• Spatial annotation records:
··········

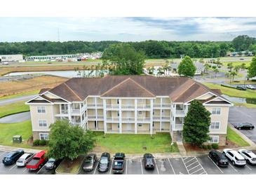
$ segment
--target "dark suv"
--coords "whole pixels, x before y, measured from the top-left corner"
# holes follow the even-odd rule
[[[229,161],[225,156],[217,151],[210,151],[209,157],[220,167],[227,167],[229,165]]]
[[[5,165],[11,165],[15,163],[22,155],[24,151],[18,149],[15,151],[12,151],[6,155],[3,158],[3,163]]]

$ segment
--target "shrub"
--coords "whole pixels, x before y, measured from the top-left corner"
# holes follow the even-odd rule
[[[213,149],[219,149],[219,144],[212,144]]]
[[[208,146],[207,146],[207,149],[212,149],[213,148],[212,148],[212,145],[211,144],[208,144]]]
[[[33,145],[34,146],[39,146],[39,144],[40,144],[40,140],[39,139],[34,140],[34,142],[33,142]]]
[[[39,144],[40,145],[46,145],[46,140],[40,140],[39,141]]]

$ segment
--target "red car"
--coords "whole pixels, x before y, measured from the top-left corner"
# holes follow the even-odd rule
[[[41,169],[46,162],[46,151],[42,151],[36,153],[32,159],[27,164],[26,167],[29,170],[36,170]]]

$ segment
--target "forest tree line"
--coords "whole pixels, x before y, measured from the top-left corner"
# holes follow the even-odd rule
[[[111,55],[116,45],[126,43],[137,51],[143,51],[147,58],[178,58],[182,55],[191,57],[219,57],[227,52],[248,50],[256,53],[256,39],[247,35],[238,36],[231,41],[144,41],[120,42],[104,41],[27,41],[0,43],[0,55],[22,54],[25,56],[107,51],[104,56]]]

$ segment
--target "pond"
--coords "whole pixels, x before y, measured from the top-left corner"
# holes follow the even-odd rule
[[[104,74],[107,73],[107,70],[102,70]],[[97,71],[97,73],[100,74],[100,71]],[[85,76],[95,76],[96,74],[96,70],[86,70],[84,71]],[[69,71],[22,71],[22,72],[13,72],[5,75],[4,76],[25,76],[25,75],[31,75],[31,74],[46,74],[46,75],[53,75],[58,76],[61,77],[81,77],[83,76],[83,71],[76,71],[74,70]]]
[[[256,104],[256,99],[235,97],[230,97],[227,95],[222,95],[222,96],[225,97],[227,100],[231,101],[231,102]]]

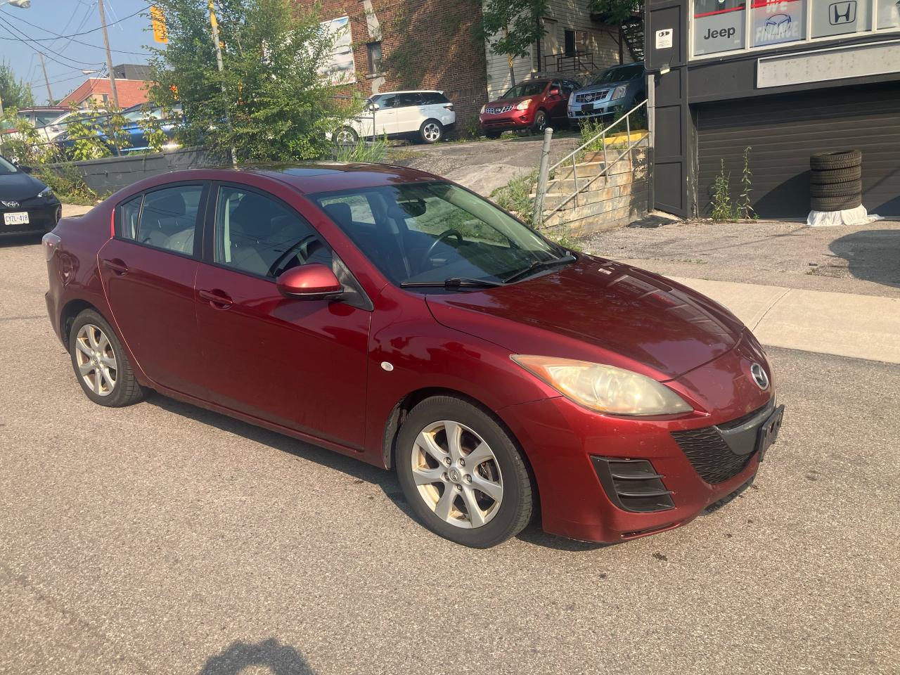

··········

• EXERCISE PROMPT:
Show each line of the entries above that contains the string "target". Uppercase and lowercase count as different.

• CORRECT RESPONSE:
--target "dark suv"
--target "shrub"
--target "red car"
--target "forest tree line"
--target "pond"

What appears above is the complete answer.